Provided records: Begin
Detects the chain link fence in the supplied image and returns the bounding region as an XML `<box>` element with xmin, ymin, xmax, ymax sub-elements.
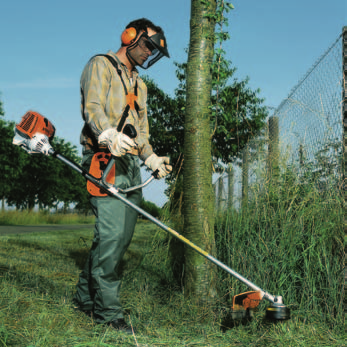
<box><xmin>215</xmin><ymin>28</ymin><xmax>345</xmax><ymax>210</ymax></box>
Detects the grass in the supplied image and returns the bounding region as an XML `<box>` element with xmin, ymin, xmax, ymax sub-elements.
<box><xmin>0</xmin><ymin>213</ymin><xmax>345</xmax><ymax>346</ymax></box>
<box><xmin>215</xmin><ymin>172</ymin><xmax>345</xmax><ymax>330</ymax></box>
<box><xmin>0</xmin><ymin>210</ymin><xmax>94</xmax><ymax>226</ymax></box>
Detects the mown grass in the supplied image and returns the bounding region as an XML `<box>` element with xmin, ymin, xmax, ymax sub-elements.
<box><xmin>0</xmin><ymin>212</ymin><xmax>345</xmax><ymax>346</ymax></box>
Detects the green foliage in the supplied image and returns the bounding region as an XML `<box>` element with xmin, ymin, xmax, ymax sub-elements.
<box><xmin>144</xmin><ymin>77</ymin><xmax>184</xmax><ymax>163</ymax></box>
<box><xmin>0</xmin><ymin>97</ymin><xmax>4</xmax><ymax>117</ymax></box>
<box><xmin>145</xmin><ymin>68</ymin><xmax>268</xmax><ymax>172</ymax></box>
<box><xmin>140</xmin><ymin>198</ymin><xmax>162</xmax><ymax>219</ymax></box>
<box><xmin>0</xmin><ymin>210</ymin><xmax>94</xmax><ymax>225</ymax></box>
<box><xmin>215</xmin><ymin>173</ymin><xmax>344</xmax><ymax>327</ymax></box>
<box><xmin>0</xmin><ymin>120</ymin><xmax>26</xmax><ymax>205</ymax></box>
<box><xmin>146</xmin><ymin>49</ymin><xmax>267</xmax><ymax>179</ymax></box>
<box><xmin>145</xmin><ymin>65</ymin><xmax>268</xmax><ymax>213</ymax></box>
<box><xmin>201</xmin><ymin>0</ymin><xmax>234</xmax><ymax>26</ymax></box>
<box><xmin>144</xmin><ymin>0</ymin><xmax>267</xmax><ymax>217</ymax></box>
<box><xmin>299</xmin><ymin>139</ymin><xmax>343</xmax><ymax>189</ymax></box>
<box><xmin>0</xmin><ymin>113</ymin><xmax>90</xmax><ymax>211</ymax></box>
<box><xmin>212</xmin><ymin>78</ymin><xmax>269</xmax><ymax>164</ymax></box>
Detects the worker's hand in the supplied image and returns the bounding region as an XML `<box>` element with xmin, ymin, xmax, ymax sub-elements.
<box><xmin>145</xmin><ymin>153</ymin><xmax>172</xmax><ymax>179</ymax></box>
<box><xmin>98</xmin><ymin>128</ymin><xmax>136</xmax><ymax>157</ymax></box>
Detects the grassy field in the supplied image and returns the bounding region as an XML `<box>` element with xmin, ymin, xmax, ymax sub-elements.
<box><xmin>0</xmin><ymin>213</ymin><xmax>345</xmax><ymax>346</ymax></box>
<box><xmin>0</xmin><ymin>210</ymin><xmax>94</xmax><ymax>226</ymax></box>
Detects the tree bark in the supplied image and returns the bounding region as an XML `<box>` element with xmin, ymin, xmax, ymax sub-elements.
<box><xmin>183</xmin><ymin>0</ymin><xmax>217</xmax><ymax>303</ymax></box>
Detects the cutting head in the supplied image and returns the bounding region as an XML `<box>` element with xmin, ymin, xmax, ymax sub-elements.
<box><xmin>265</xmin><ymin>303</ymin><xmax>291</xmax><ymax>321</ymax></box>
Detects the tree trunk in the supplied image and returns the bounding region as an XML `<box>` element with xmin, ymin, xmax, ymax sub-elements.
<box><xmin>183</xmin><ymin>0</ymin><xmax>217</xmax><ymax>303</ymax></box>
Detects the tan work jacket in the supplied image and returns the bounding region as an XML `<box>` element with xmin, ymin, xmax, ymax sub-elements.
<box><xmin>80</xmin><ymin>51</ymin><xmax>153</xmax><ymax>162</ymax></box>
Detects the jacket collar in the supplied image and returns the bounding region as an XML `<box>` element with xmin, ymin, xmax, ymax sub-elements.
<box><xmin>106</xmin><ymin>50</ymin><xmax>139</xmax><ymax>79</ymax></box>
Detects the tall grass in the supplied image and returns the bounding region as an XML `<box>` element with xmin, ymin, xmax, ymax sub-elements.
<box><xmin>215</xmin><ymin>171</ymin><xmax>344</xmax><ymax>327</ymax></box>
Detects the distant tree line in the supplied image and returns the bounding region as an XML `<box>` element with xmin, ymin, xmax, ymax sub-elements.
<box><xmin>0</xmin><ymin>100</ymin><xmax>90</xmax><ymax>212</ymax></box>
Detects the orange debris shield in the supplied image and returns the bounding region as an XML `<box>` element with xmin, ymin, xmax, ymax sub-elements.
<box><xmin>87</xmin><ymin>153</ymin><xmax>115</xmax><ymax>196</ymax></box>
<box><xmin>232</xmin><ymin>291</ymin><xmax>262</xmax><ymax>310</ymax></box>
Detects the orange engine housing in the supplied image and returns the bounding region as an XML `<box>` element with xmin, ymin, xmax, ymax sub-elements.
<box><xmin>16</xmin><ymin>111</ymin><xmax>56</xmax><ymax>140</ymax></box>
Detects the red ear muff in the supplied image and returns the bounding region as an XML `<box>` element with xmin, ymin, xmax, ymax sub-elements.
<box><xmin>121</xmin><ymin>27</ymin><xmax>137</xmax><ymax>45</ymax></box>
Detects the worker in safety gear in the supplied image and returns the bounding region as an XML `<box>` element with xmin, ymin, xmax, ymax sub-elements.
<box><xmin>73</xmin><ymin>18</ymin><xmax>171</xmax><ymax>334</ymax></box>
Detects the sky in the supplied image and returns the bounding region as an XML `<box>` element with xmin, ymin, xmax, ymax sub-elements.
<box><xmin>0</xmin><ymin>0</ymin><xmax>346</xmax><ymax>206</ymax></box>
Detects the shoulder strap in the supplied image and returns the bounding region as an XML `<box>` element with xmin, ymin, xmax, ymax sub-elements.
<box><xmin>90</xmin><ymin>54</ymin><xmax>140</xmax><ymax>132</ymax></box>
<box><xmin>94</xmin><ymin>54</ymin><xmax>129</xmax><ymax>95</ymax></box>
Provided records: End
■ **Task objective**
Return the listing verbatim; pictures are not part of the copy.

■ **Worked solution**
Detects the chain link fence in the supplied image and returns the bounding region as an XML `<box>` element with xmin, ymin, xmax, ymax sub-elements.
<box><xmin>215</xmin><ymin>28</ymin><xmax>345</xmax><ymax>210</ymax></box>
Detects the grass in the supplied image and returns the bounding region as an XML `<box>` element with xmin, ymin, xmax, ymax sub-elements.
<box><xmin>0</xmin><ymin>213</ymin><xmax>345</xmax><ymax>346</ymax></box>
<box><xmin>215</xmin><ymin>172</ymin><xmax>345</xmax><ymax>330</ymax></box>
<box><xmin>0</xmin><ymin>210</ymin><xmax>94</xmax><ymax>226</ymax></box>
Detects the mown grass in the supplied image and returns the bounding region as an XML `<box>` element with xmin, ymin, xmax, ymax sub-elements.
<box><xmin>0</xmin><ymin>212</ymin><xmax>345</xmax><ymax>346</ymax></box>
Detects the green foliage in the supplied image and returns the bounding region as an XML `<box>` element with xmin, ymin, xmax, ymax sub-elements.
<box><xmin>144</xmin><ymin>77</ymin><xmax>184</xmax><ymax>163</ymax></box>
<box><xmin>0</xmin><ymin>97</ymin><xmax>4</xmax><ymax>117</ymax></box>
<box><xmin>145</xmin><ymin>68</ymin><xmax>268</xmax><ymax>172</ymax></box>
<box><xmin>140</xmin><ymin>198</ymin><xmax>162</xmax><ymax>219</ymax></box>
<box><xmin>0</xmin><ymin>210</ymin><xmax>94</xmax><ymax>225</ymax></box>
<box><xmin>215</xmin><ymin>173</ymin><xmax>344</xmax><ymax>327</ymax></box>
<box><xmin>0</xmin><ymin>120</ymin><xmax>26</xmax><ymax>205</ymax></box>
<box><xmin>146</xmin><ymin>49</ymin><xmax>267</xmax><ymax>179</ymax></box>
<box><xmin>145</xmin><ymin>65</ymin><xmax>268</xmax><ymax>213</ymax></box>
<box><xmin>201</xmin><ymin>0</ymin><xmax>234</xmax><ymax>26</ymax></box>
<box><xmin>144</xmin><ymin>0</ymin><xmax>267</xmax><ymax>217</ymax></box>
<box><xmin>299</xmin><ymin>139</ymin><xmax>343</xmax><ymax>189</ymax></box>
<box><xmin>0</xmin><ymin>113</ymin><xmax>90</xmax><ymax>211</ymax></box>
<box><xmin>212</xmin><ymin>78</ymin><xmax>269</xmax><ymax>164</ymax></box>
Detects the worker's hand in the supplied image and returns the bounding region as an XML `<box>` element with xmin, ymin, xmax, ymax sub-elements.
<box><xmin>145</xmin><ymin>153</ymin><xmax>172</xmax><ymax>179</ymax></box>
<box><xmin>98</xmin><ymin>128</ymin><xmax>136</xmax><ymax>157</ymax></box>
Detects the grassy field in the supplied image and returns the bounding region as an XML `<box>` element with xmin, ymin, xmax, ymax sub-elements.
<box><xmin>0</xmin><ymin>213</ymin><xmax>345</xmax><ymax>346</ymax></box>
<box><xmin>0</xmin><ymin>210</ymin><xmax>94</xmax><ymax>226</ymax></box>
Detects the tree bark in the supplied image and returns the bounding region as an XML `<box>` element with xmin, ymin, xmax, ymax sub-elements.
<box><xmin>183</xmin><ymin>0</ymin><xmax>217</xmax><ymax>303</ymax></box>
Detects the cutting head in the supplied image and returns the bounding region as an XML `<box>` element with xmin, ymin, xmax, ymax sub-elements.
<box><xmin>265</xmin><ymin>303</ymin><xmax>291</xmax><ymax>321</ymax></box>
Detects the tree trunk in the supplied image and returns the bounding region as an XML `<box>` element with xmin, ymin, xmax, ymax sub-elements.
<box><xmin>183</xmin><ymin>0</ymin><xmax>217</xmax><ymax>303</ymax></box>
Detects the tan work jacket in the supplied image and returns the bounding region as an XML `<box>` element with xmin, ymin, xmax, ymax sub-elements.
<box><xmin>80</xmin><ymin>51</ymin><xmax>153</xmax><ymax>162</ymax></box>
Detects the jacket collar in the supplied image and returns the bounding region as an XML `<box>` element with xmin, ymin, xmax, ymax sub-elements.
<box><xmin>106</xmin><ymin>50</ymin><xmax>139</xmax><ymax>79</ymax></box>
Detects the tall grass in the supplied image and returns the bounding region as an XML `<box>` element with xmin, ymin, xmax, ymax sub-elements.
<box><xmin>215</xmin><ymin>171</ymin><xmax>344</xmax><ymax>327</ymax></box>
Detects the distant tree line in the supplied image and returns the bounding region as an XML `<box>` element with xmin, ymin, xmax, ymax sub-elements.
<box><xmin>0</xmin><ymin>100</ymin><xmax>90</xmax><ymax>212</ymax></box>
Detects the orange debris shield in the supplied image and returns the bounding region as an XML `<box>` element with xmin, ymin, xmax, ymax sub-elements.
<box><xmin>87</xmin><ymin>153</ymin><xmax>115</xmax><ymax>196</ymax></box>
<box><xmin>232</xmin><ymin>291</ymin><xmax>262</xmax><ymax>310</ymax></box>
Detects the orange engine housing in the supplied image and returns the bounding region as an XML `<box>` element with xmin, ymin, xmax, ymax sub-elements.
<box><xmin>16</xmin><ymin>111</ymin><xmax>56</xmax><ymax>140</ymax></box>
Detects the red ear muff in the supplied image and returns the bounding region as an XML `<box>` element with xmin, ymin, xmax, ymax sub-elements.
<box><xmin>121</xmin><ymin>27</ymin><xmax>137</xmax><ymax>45</ymax></box>
Detects the worker in safety gear in the supplied image and returns the bounding region as an XML `<box>` element with xmin, ymin, xmax, ymax sub-elements.
<box><xmin>73</xmin><ymin>18</ymin><xmax>171</xmax><ymax>334</ymax></box>
Detects the sky in the supplied image and returns the bounding region as an XML `<box>` element with xmin, ymin, xmax, ymax sub-elements.
<box><xmin>0</xmin><ymin>0</ymin><xmax>346</xmax><ymax>206</ymax></box>
Detects the shoulder strap in the supplied image and returns the bounding region as an XML `<box>` element with xmin, ymin, xmax, ymax sub-elements.
<box><xmin>90</xmin><ymin>54</ymin><xmax>140</xmax><ymax>132</ymax></box>
<box><xmin>94</xmin><ymin>54</ymin><xmax>129</xmax><ymax>95</ymax></box>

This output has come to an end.